**Your objective**
Write out the entries from the line containing "Given this visual input, your objective is to detect boulder." up to and including the line containing "[335,32,460,59]" as a JSON list of strings, with one string per line and no blank lines.
-- Extracted records start --
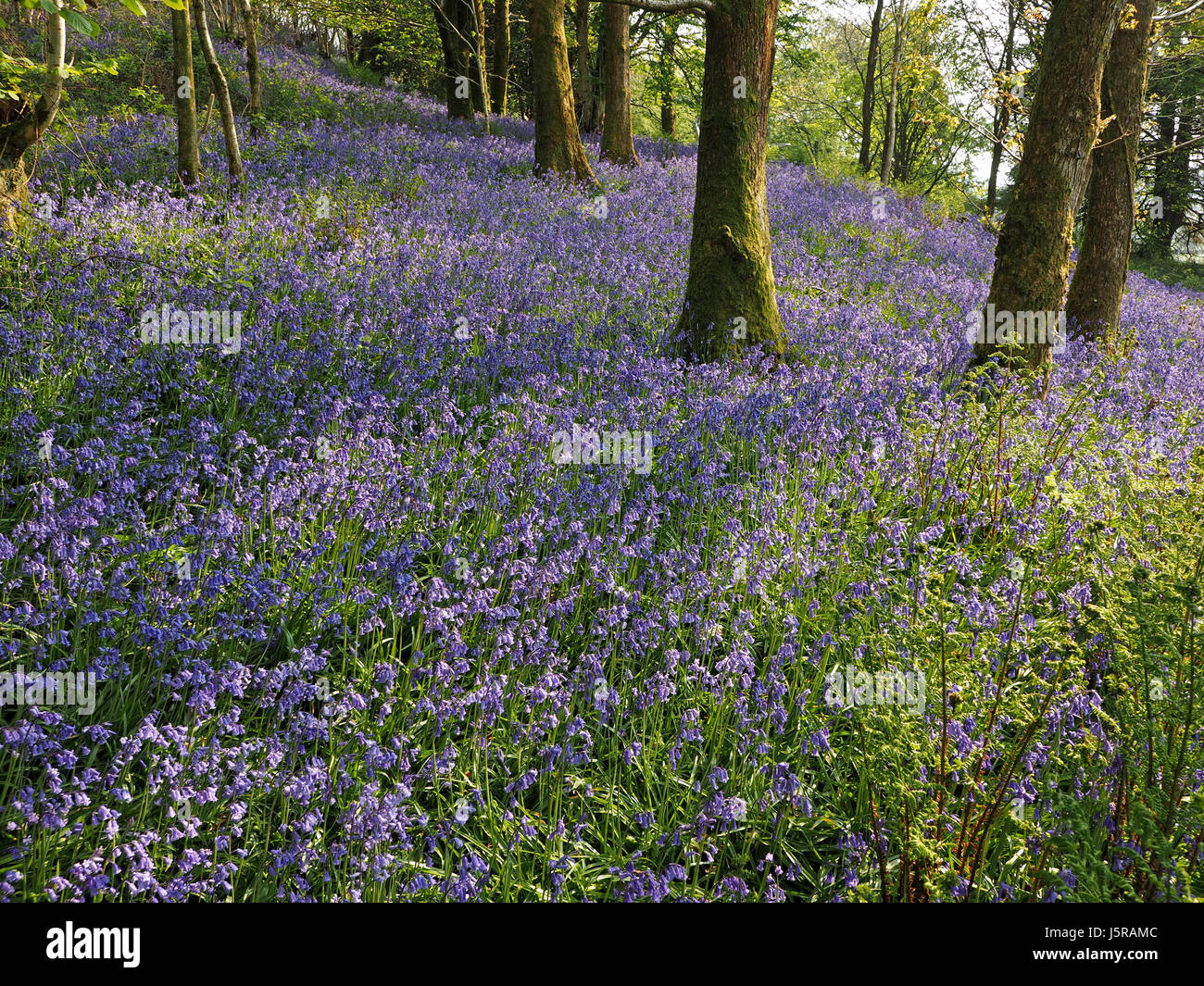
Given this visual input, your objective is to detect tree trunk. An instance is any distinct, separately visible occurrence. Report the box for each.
-- Extracted records end --
-- Extracted records start --
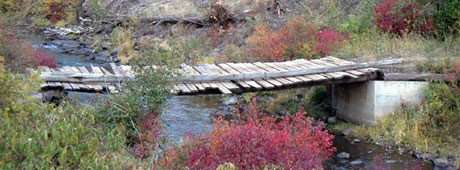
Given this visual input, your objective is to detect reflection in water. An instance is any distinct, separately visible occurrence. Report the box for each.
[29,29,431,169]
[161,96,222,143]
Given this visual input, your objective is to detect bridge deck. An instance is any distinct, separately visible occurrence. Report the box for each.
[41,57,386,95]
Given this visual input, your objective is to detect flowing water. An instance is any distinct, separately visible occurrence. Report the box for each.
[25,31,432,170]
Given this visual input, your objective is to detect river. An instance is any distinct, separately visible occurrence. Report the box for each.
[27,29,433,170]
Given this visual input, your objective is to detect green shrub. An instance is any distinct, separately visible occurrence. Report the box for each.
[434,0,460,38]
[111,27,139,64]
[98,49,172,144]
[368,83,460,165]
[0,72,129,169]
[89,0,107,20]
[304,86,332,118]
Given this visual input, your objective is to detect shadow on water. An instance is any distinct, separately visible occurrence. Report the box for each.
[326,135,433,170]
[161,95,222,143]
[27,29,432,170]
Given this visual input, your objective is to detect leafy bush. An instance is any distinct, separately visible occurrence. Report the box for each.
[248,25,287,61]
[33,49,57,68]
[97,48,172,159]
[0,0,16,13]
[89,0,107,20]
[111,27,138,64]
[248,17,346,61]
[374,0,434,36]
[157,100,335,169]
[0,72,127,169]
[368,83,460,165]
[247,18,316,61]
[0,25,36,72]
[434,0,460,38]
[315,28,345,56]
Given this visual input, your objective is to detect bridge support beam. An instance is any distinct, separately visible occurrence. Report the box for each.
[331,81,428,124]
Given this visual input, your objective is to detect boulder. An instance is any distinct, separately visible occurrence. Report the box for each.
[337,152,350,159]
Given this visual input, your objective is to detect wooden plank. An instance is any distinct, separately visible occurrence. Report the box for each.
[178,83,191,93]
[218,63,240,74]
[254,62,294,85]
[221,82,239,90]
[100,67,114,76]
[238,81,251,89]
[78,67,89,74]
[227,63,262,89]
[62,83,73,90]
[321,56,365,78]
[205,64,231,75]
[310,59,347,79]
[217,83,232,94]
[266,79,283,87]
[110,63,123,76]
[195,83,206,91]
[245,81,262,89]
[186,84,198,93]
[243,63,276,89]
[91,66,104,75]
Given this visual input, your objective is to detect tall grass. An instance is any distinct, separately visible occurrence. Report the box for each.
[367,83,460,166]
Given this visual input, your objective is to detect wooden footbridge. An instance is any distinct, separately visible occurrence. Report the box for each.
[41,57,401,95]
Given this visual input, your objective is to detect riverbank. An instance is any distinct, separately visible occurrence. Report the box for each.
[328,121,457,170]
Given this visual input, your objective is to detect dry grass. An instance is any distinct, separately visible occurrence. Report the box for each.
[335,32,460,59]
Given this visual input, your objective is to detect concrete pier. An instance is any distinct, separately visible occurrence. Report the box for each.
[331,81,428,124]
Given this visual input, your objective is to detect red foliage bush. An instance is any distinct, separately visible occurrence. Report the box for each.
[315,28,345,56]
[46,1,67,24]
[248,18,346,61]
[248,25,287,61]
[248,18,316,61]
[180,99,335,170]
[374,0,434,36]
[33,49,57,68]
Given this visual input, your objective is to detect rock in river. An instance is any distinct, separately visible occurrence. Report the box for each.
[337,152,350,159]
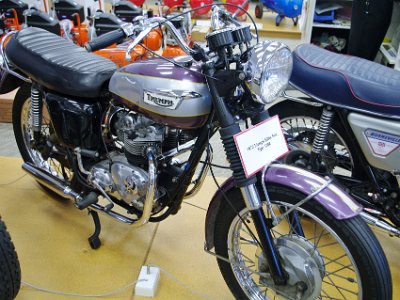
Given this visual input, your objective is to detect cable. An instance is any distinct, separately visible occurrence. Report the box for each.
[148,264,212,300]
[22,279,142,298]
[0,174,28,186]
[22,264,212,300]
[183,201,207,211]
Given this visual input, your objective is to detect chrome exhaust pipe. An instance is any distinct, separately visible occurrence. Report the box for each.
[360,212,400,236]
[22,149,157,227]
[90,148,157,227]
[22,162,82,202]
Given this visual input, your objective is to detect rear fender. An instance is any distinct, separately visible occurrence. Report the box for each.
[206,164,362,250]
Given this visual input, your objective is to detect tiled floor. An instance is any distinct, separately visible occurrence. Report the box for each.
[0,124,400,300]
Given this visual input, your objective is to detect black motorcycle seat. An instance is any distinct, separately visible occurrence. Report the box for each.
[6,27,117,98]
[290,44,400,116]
-- Extracted records end --
-- Extracted records start --
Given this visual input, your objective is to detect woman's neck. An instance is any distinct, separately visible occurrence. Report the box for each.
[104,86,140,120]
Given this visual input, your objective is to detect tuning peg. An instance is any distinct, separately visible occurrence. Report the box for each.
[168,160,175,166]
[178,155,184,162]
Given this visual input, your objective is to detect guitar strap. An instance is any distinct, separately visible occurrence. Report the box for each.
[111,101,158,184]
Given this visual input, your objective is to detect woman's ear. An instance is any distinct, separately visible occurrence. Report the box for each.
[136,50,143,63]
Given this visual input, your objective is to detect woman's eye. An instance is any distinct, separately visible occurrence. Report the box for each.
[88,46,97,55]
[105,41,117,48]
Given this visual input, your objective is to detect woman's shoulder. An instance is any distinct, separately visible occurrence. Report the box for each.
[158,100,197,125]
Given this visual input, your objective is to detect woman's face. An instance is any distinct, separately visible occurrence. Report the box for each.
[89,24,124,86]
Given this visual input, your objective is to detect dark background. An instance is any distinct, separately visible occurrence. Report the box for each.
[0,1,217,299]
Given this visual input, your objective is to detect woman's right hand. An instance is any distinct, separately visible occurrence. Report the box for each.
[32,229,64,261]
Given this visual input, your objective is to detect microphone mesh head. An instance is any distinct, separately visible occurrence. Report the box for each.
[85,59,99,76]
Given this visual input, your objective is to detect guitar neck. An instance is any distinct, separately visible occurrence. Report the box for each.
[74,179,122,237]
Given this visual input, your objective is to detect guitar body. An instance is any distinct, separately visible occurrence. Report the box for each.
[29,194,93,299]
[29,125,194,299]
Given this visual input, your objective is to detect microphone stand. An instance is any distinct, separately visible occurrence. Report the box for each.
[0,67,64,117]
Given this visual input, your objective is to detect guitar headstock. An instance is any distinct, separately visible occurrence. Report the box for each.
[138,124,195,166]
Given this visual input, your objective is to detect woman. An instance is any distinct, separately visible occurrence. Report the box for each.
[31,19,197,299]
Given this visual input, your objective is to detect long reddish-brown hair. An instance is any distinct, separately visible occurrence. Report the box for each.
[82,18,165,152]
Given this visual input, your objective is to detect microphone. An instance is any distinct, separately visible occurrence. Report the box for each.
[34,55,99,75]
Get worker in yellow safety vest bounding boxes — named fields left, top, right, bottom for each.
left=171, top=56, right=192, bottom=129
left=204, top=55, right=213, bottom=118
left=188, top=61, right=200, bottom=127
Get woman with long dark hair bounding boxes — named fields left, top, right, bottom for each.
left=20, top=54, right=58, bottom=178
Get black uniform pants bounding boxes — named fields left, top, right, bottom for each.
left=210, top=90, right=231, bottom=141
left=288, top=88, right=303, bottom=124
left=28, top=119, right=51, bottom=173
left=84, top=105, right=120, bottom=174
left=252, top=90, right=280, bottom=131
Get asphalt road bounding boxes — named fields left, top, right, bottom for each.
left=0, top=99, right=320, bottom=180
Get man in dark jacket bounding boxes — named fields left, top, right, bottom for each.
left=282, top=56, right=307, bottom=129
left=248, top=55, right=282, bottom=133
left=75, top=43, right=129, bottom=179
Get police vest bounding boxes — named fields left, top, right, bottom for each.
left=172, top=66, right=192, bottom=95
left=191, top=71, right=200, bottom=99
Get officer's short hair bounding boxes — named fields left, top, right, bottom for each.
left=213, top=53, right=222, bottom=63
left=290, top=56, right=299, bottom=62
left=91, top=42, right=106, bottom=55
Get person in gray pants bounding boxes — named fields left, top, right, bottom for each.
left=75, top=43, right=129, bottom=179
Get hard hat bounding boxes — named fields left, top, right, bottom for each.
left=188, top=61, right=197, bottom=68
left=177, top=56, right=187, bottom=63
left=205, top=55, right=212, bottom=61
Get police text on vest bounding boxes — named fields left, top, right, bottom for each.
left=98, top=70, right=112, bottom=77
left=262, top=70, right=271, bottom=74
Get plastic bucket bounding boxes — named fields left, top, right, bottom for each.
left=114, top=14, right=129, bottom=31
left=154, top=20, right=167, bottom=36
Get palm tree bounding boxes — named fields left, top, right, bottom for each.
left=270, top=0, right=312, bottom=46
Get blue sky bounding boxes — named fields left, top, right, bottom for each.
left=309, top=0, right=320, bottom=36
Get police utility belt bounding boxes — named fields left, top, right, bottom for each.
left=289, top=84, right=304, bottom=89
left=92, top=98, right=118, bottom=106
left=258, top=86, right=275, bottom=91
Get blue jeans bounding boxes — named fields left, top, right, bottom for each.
-- Extracted records end --
**Result for this task**
[
  "Given this visual input, your objective is to detect boulder. An instance is any distinct, separately visible occurrence. Report the box for each.",
  "[337,152,350,159]",
  "Given this visual input, your objective is to detect wooden plank. An instance is any distinct, separately visible occurrence. Report the box for each.",
  "[178,83,191,93]",
  "[218,63,240,74]",
  "[254,62,294,85]",
  "[221,82,239,90]",
  "[100,67,114,76]",
  "[238,81,251,89]",
  "[78,67,89,74]",
  "[227,63,262,89]",
  "[62,83,73,90]",
  "[321,56,365,78]",
  "[205,64,231,75]",
  "[310,59,347,79]",
  "[217,83,232,94]",
  "[266,79,283,87]",
  "[110,63,123,76]",
  "[195,83,206,91]",
  "[245,81,262,89]",
  "[186,84,198,93]",
  "[243,63,276,89]",
  "[91,66,104,75]",
  "Given this visual input, your objective is to detect tall grass. An instance is any distinct, separately visible occurrence. Report the box for each.",
  "[367,83,460,166]",
  "Given this visual input, your objective is to detect wooden footbridge. An instance is any distinct, separately visible occurrence. Report the box for each.",
  "[41,57,401,95]",
  "Given this visual input, your objective is to detect riverbank. An instance is any distinct, separately visible occurrence. Report the box for each.",
  "[328,121,457,170]",
  "Given this visual input, your objective is to detect dry grass. An instance is any distinct, separately visible occurrence. Report the box for each.",
  "[335,32,460,59]"
]